§ **Quoted text**:

MapReduce is a framework for processing massive amounts of data in a parallel or distributed way either on a single machine or on a cluster of multiple nodes. It is the programming model widely used in the Hadoop ecosystem for data processing. MapReduce breaks down a given job into a number of map and reduce tasks, spanning them over a cluster of computers, and has built-in fault tolerance to recover any failed tasks. MapReduce abstracts the underlying complexity inherent in distributed computing and presents the user with a framework to focus on the data problem at hand.
Pig is a programming language developed to make development of data cleansing and processing workflows in the Hadoop ecosystem easier. Unlike MapReduce where every data problem needs to be conformed to fit the Map and Reduce tasks, Pig offers a high level language called Pig Latin. Pig Latin allows for writing data processing applications using general operations like joins, filters, groupings, etc. Pig ultimately translates Pig Latin operation into a series of MapReduce tasks. Pig lets users load data from Hadoop HDFS, perform ad-hoc analysis and store processed data back to HDFS.
Even though Pig is powerful, somewhat intuitive, high level language for defining MapReduce jobs in the Hadoop ecosystem, however it is unfamiliar to many existing users and involves a learning curve. Hive solves this problem by presenting a very familiar SQL-like interface on top of Hadoop HDFS for performing interactive, ad-hoc on data stored in HDFS as well as define intricate data processing workflows without the need for complex ETL jobs. The SQL-like language supported by hive is referred to as HiveQL.

§ **Records provided**:
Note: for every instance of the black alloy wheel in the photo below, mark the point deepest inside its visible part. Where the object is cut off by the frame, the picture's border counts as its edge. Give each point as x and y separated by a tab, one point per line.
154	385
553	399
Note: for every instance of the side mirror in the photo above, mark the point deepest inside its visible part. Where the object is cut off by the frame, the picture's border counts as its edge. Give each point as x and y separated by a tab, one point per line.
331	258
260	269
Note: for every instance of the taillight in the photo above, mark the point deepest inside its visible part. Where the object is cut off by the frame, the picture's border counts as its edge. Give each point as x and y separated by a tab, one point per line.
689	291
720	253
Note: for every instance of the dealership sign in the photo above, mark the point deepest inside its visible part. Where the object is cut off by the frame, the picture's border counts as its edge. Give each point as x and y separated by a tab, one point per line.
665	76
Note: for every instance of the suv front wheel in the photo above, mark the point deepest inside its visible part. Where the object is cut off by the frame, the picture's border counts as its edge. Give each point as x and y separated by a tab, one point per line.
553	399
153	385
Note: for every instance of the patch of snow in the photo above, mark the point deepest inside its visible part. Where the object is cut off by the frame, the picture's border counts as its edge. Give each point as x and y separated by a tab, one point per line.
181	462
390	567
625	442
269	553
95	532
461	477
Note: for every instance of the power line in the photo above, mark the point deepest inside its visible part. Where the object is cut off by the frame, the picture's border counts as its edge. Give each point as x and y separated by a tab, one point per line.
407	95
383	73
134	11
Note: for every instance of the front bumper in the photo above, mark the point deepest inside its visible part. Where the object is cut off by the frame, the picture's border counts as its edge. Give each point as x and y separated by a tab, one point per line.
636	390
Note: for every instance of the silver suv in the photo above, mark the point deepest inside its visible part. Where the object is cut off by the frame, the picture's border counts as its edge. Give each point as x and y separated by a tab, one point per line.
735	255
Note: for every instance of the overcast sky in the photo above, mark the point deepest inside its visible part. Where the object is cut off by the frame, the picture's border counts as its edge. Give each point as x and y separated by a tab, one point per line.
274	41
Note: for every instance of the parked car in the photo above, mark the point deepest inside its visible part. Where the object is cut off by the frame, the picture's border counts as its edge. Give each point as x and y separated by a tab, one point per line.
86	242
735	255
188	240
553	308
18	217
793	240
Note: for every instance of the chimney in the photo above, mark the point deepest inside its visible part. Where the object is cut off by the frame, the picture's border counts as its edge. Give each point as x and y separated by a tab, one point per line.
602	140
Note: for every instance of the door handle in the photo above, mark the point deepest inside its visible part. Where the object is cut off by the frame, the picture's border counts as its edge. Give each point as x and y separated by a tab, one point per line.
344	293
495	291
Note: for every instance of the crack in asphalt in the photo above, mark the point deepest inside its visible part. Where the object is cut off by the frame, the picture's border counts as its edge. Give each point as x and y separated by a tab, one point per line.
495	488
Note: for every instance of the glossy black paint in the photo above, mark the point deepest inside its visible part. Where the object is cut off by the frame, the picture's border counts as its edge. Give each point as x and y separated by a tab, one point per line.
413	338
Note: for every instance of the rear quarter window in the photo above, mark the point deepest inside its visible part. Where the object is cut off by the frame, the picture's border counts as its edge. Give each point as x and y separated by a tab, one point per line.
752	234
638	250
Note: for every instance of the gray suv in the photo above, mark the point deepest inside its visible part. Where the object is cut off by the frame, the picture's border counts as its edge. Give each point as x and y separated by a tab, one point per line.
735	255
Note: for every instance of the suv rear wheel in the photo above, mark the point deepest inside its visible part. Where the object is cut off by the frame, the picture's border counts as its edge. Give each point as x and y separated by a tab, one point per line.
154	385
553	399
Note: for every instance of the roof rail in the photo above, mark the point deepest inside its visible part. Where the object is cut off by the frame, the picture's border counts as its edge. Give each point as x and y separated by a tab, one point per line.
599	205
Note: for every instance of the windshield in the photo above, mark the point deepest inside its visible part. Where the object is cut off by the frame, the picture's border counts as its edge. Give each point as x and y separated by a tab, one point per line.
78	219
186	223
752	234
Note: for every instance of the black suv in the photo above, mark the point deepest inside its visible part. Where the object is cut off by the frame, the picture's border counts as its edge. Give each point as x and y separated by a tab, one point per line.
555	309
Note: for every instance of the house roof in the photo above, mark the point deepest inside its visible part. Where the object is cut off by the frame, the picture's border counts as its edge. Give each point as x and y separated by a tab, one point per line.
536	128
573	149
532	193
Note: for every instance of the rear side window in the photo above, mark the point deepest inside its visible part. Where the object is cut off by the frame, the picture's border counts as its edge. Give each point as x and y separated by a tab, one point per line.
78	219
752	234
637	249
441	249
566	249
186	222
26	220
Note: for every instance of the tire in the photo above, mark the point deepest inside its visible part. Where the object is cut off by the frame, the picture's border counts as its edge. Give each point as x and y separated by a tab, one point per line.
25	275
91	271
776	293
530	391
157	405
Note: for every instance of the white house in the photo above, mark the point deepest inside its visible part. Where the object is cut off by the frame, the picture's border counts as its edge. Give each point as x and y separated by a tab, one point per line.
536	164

§ **Objective 1**: For each statement, say whether it agrees with the passage on MapReduce, Pig, and Hive, and support each yes or no with the deciding words quoted from the passage. (a) Pig converts Pig Latin operations into MapReduce tasks. (b) MapReduce can run only on a cluster of multiple nodes. (c) The SQL-like language that Hive supports is called Pig Latin.
§ **Objective 2**: Quote the stretch of the passage on MapReduce, Pig, and Hive from "Pig is a programming" through "back to HDFS.".
§ **Objective 3**: According to the passage on MapReduce, Pig, and Hive, what built-in feature lets MapReduce recover failed tasks?
Use only the passage on MapReduce, Pig, and Hive, not the listing.

§ **Correct answer 1**:
(a) Yes: "Pig ultimately translates Pig Latin operation into a series of MapReduce tasks."
(b) No: "either on a single machine or on a cluster of multiple nodes"
(c) No: "The SQL-like language supported by hive is referred to as HiveQL."

§ **Correct answer 2**:
Pig is a programming language developed to make development of data cleansing and processing workflows in the Hadoop ecosystem easier. Unlike MapReduce where every data problem needs to be conformed to fit the Map and Reduce tasks, Pig offers a high level language called Pig Latin. Pig Latin allows for writing data processing applications using general operations like joins, filters, groupings, etc. Pig ultimately translates Pig Latin operation into a series of MapReduce tasks. Pig lets users load data from Hadoop HDFS, perform ad-hoc analysis and store processed data back to HDFS.

§ **Correct answer 3**: Fault tolerance.